*** Opening of Source data ***

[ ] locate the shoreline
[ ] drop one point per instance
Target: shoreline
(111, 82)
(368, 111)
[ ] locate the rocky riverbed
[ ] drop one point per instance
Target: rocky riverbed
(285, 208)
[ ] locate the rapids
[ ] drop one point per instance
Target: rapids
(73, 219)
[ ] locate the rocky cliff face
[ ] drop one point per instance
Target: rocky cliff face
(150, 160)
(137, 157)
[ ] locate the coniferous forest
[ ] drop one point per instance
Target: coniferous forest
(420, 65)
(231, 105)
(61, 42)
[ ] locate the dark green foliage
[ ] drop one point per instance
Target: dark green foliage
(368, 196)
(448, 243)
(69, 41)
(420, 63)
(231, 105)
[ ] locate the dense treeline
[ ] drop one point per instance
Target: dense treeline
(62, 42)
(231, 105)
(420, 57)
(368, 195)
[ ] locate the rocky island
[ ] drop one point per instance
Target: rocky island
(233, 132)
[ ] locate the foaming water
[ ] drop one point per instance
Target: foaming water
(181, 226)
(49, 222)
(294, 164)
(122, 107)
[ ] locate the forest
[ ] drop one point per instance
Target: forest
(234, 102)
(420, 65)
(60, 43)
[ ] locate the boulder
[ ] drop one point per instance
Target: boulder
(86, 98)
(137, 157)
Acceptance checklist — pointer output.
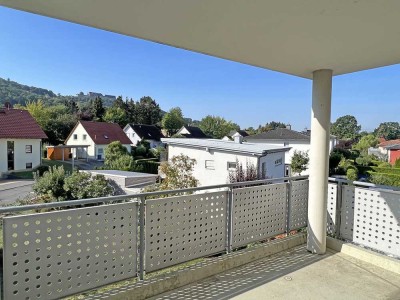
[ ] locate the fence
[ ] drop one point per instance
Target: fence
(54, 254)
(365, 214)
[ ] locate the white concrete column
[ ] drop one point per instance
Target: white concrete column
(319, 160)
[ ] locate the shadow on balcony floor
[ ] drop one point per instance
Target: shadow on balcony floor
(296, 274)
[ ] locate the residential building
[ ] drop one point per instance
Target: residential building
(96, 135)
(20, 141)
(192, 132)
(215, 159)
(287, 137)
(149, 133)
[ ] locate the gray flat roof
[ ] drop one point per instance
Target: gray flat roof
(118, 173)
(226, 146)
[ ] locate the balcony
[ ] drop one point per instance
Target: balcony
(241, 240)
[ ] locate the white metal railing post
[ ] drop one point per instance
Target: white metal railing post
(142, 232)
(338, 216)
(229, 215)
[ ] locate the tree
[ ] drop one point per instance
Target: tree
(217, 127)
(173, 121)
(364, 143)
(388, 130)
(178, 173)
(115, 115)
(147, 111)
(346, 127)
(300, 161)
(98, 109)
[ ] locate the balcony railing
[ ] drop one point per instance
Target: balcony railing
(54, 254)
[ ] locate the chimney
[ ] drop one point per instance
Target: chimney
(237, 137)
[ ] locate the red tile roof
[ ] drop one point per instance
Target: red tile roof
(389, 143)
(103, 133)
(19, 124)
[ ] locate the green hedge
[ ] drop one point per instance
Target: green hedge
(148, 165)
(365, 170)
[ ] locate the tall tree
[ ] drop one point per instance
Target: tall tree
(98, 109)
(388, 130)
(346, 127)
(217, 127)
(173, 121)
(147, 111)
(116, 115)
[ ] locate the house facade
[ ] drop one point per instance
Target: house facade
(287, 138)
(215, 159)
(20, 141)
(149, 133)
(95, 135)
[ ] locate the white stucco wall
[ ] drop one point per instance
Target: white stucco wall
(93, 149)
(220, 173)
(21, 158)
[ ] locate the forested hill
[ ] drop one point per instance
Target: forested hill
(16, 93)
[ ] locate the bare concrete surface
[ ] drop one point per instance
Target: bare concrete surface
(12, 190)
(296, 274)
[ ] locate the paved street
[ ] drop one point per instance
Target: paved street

*** Close of Source data ***

> What is expected:
Only a number should be given: the count of lines above that contain the word "street".

> Solution for this task:
2